◆ VORLIEGENDER AUSZUG ◆
——————————

Die Notfallaufnahmen in den Kliniken klagen über eine zunehmende Überlastung. Aus meinen über 50 Jahre langen Erfahrungen als Hausarzt möchte ich hier einige Gedanken beitragen, wie dieses Problem gelöst werden könnte.

So wäre es im hausärztlichen Bereich unumgänglich, dass eine ausreichende Versorgung mit Praxen in Patientennähe erreicht wird und nicht – wie derzeit – Praxen, die aus Altersgründen geschlossen werden, keinen Nachfolger finden.

——————————

◆ AUFGABE ◆
Gib aus dem Auszug alles von „Die Notfallaufnahmen in“ bis hinunter zu „keinen Nachfolger finden.“ wortgetreu wieder.

◆ ANGEZEIGTE ZEILEN ◆
——————————

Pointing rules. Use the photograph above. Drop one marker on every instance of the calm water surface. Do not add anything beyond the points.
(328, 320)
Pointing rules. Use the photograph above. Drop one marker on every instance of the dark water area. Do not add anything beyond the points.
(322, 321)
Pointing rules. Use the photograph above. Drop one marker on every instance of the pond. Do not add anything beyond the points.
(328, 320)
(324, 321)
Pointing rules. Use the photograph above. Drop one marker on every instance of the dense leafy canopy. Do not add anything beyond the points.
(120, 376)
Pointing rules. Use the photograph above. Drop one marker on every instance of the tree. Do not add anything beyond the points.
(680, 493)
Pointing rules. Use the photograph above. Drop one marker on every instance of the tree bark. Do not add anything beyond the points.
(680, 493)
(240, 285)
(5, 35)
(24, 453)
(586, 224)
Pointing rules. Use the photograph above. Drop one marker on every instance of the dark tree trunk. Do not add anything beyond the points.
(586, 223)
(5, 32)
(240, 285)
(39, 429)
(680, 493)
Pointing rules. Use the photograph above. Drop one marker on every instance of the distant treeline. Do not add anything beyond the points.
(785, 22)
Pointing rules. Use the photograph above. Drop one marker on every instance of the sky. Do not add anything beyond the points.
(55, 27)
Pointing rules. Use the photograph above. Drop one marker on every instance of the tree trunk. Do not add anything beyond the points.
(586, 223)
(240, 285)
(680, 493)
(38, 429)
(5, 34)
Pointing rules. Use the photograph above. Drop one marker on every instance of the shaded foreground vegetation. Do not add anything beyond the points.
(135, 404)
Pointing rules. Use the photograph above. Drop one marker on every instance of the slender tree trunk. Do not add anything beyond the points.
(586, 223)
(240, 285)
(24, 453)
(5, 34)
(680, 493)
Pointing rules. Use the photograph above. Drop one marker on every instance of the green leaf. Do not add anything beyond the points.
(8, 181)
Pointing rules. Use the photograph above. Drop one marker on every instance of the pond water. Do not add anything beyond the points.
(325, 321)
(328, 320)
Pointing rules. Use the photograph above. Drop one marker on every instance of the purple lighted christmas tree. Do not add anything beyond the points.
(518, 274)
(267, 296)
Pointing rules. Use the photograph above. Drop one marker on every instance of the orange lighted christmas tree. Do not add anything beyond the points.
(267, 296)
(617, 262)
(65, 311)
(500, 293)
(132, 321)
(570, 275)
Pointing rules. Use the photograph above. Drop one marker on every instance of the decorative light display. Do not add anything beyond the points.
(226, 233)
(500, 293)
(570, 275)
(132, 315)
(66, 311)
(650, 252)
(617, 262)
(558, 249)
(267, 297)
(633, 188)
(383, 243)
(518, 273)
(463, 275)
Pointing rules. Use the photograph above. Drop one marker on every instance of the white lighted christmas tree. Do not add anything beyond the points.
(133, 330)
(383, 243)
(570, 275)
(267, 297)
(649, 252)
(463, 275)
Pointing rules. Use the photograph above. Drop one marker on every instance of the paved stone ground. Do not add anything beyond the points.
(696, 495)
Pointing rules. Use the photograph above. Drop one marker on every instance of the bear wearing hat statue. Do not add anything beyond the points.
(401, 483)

——————————

◆ AUSGABE ◆
Die Notfallaufnahmen in den Kliniken klagen über eine zunehmende Überlastung. Aus meinen über 50 Jahre langen Erfahrungen als Hausarzt möchte ich hier einige Gedanken beitragen, wie dieses Problem gelöst werden könnte.

So wäre es im hausärztlichen Bereich unumgänglich, dass eine ausreichende Versorgung mit Praxen in Patientennähe erreicht wird und nicht – wie derzeit – Praxen, die aus Altersgründen geschlossen werden, keinen Nachfolger finden.